◆ **TASK PROMPT**
The required output is the line containing "Would you mind indicating the pink disc" through the final line of the material below, printed exactly, with no other lines.

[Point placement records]
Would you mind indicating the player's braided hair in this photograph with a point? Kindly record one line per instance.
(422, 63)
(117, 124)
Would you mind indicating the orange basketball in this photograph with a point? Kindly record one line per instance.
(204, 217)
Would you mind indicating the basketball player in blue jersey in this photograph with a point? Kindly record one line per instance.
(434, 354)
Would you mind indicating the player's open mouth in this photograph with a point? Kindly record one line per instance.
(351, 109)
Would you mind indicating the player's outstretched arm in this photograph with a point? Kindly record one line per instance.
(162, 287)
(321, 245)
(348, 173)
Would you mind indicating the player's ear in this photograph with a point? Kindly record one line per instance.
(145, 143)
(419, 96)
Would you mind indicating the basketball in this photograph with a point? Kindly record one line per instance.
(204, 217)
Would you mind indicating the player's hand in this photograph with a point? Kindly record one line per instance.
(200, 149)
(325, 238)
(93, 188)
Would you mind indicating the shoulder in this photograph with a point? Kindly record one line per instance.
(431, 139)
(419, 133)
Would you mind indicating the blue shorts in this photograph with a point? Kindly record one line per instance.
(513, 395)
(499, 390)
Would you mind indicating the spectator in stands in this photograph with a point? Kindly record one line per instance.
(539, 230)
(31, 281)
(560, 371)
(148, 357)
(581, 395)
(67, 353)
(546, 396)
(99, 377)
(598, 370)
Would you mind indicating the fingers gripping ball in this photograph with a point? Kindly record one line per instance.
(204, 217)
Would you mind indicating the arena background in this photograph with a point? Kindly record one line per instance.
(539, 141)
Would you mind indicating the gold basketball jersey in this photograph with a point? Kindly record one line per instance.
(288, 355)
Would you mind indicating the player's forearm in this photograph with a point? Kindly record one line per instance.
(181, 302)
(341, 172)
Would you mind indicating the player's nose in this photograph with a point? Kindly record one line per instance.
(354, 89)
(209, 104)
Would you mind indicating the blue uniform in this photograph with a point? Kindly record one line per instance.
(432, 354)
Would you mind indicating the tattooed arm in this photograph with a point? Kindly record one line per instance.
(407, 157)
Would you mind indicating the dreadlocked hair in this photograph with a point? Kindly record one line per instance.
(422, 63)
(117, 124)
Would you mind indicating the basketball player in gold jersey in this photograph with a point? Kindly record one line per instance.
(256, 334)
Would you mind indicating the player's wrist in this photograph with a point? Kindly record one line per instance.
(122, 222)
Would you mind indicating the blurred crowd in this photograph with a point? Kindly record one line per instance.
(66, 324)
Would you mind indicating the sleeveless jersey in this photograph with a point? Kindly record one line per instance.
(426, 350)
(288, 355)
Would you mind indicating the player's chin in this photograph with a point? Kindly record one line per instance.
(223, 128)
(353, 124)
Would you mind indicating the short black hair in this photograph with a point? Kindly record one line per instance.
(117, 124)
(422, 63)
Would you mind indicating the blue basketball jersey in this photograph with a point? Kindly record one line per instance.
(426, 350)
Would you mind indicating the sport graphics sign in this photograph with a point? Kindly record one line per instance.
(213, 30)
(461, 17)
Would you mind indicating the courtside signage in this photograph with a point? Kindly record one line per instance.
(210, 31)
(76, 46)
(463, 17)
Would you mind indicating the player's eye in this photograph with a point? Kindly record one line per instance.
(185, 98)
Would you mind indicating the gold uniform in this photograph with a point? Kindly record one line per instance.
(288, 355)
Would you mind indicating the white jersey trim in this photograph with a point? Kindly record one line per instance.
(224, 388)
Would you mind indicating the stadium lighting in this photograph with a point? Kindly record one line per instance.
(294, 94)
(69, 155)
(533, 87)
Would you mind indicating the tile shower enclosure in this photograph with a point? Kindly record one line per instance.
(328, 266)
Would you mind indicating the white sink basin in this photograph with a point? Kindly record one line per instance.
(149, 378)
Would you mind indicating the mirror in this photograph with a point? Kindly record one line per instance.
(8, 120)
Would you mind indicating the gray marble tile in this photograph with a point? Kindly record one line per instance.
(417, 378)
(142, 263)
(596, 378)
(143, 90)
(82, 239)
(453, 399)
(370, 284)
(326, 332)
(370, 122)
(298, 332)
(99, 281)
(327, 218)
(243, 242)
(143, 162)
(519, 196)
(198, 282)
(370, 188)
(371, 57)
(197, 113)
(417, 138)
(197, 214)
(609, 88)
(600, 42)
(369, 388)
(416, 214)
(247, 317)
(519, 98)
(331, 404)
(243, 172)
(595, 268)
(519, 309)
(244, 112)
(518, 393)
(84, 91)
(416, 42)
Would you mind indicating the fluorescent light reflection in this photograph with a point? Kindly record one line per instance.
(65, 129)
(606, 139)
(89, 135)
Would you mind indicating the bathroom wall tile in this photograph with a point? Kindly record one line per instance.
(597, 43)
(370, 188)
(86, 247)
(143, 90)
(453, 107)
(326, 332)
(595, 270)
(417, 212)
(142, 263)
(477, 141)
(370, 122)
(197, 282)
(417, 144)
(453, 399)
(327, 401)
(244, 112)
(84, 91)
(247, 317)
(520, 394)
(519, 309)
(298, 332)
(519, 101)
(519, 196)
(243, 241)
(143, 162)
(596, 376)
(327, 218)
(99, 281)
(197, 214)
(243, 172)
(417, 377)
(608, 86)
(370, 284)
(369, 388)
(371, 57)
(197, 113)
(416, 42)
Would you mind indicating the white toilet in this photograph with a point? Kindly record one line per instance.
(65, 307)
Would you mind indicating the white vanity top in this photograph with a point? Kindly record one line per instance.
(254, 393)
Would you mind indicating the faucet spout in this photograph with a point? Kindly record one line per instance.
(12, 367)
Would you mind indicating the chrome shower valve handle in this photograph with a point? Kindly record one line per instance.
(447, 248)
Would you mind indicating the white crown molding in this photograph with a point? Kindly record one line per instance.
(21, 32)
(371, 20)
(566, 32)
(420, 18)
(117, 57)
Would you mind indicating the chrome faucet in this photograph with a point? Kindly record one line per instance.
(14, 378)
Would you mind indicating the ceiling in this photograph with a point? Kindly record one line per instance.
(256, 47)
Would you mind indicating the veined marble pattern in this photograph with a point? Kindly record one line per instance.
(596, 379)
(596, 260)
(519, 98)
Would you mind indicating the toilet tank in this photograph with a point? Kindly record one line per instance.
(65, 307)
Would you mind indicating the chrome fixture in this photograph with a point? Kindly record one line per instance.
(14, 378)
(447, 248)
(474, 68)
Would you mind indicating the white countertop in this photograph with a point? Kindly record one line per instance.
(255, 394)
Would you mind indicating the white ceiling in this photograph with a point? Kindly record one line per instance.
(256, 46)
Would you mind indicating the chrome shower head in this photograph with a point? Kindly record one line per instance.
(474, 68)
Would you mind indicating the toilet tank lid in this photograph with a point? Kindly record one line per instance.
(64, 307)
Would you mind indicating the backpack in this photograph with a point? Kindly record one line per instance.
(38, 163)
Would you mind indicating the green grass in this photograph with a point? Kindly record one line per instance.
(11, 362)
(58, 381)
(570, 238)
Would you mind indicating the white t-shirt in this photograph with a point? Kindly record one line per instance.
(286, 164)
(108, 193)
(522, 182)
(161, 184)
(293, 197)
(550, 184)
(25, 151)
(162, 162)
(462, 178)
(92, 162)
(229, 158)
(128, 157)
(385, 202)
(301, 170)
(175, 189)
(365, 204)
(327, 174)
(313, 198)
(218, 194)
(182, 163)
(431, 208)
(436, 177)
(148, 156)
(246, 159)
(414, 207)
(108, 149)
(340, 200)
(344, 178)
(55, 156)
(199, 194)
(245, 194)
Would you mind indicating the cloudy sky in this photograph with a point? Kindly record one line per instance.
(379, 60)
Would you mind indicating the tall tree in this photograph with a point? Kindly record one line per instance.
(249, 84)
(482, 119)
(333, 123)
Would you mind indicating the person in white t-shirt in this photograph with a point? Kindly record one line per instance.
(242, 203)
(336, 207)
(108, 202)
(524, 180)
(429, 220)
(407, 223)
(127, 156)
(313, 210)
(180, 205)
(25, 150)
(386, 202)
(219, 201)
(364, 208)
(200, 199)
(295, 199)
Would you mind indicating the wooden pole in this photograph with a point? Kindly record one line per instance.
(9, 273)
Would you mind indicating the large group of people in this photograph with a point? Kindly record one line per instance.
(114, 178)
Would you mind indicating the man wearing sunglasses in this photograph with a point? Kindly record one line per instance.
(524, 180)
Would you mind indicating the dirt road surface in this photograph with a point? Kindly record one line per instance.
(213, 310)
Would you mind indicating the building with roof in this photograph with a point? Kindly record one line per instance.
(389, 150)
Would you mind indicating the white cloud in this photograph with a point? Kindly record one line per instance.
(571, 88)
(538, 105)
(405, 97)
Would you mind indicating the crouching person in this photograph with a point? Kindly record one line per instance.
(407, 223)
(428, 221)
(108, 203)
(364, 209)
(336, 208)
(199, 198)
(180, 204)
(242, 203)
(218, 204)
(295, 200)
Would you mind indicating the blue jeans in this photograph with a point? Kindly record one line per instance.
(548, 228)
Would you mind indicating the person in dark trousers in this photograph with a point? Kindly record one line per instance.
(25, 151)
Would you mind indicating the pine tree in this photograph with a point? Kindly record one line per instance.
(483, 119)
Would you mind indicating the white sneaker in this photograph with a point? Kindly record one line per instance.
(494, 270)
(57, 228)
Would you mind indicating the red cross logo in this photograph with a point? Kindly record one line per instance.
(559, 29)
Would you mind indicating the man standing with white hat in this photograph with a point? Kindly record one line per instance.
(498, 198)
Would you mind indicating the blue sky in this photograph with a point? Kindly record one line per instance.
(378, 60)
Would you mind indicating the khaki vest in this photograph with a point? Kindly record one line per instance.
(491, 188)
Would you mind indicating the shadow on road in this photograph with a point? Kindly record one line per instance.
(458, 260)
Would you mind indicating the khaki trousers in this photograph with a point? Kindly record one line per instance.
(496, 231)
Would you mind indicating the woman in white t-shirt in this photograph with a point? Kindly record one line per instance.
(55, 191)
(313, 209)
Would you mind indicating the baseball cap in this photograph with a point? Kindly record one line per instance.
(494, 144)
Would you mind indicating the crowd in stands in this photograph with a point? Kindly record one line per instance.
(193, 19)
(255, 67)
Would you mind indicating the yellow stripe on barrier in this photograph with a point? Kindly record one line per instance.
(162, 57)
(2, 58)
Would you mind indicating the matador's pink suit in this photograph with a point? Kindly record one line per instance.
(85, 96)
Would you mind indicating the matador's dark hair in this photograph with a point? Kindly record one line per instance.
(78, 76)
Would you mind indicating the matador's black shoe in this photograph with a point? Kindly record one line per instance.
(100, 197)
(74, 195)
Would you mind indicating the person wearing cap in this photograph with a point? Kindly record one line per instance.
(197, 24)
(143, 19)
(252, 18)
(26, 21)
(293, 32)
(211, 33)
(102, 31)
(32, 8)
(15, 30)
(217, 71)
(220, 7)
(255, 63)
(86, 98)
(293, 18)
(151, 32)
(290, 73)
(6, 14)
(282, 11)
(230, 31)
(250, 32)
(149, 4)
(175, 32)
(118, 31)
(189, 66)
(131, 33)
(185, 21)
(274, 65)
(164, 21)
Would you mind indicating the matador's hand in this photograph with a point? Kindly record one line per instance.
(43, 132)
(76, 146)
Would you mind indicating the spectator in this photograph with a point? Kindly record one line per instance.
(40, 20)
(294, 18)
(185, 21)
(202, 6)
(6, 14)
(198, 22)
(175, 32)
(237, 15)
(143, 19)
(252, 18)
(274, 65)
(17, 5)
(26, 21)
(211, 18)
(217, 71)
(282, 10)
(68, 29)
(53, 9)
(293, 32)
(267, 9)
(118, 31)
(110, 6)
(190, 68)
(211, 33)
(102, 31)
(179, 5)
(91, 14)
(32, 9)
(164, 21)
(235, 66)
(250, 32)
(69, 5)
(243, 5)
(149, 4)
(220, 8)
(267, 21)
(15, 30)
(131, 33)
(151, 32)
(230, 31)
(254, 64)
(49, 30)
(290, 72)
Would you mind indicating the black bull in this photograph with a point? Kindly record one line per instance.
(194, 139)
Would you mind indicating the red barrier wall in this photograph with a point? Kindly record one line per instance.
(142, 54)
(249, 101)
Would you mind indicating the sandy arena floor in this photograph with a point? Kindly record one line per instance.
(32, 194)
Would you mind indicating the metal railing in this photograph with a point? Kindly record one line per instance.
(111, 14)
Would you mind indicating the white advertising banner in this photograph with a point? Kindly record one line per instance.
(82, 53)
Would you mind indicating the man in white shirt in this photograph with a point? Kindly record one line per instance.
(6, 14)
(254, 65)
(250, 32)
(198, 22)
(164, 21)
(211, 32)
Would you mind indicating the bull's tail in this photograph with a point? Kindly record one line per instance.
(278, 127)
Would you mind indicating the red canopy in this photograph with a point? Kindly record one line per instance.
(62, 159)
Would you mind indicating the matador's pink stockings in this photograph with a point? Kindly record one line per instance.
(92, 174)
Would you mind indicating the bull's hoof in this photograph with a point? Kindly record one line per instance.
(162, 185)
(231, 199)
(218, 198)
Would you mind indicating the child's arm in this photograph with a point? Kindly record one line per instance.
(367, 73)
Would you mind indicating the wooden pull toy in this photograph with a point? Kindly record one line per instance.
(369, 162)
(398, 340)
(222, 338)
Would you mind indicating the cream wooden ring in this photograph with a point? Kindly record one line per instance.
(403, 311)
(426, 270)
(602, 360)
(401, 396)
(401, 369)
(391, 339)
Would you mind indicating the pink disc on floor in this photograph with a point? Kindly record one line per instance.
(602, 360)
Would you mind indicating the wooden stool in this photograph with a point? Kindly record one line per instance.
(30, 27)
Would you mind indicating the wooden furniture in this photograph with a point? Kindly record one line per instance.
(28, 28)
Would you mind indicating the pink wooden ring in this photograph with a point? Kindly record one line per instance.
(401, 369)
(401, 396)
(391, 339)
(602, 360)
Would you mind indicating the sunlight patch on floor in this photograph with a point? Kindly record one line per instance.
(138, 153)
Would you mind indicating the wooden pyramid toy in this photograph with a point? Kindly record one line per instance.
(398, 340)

◆ **THE SOLUTION**
Would you mind indicating the pink disc on floor in this photograph with a point? Kindly record one line per instance.
(602, 360)
Would you mind indicating the wooden stool in this photograph with a point? Kindly record one line per instance.
(30, 27)
Would you mind indicating the wooden furniture in this photograph with a point? Kindly record one line per instance.
(28, 28)
Would you mind indicating the pink wooden ring in this photograph with a point? Kindly record one line per instance.
(401, 369)
(401, 396)
(391, 339)
(602, 360)
Would you mind indicating the sunlight patch on floor in this photograph with a point? Kindly record one line per instance.
(138, 153)
Would you mind indicating the wooden pyramid toy in this photograph with a point? Kindly record one line per instance.
(398, 340)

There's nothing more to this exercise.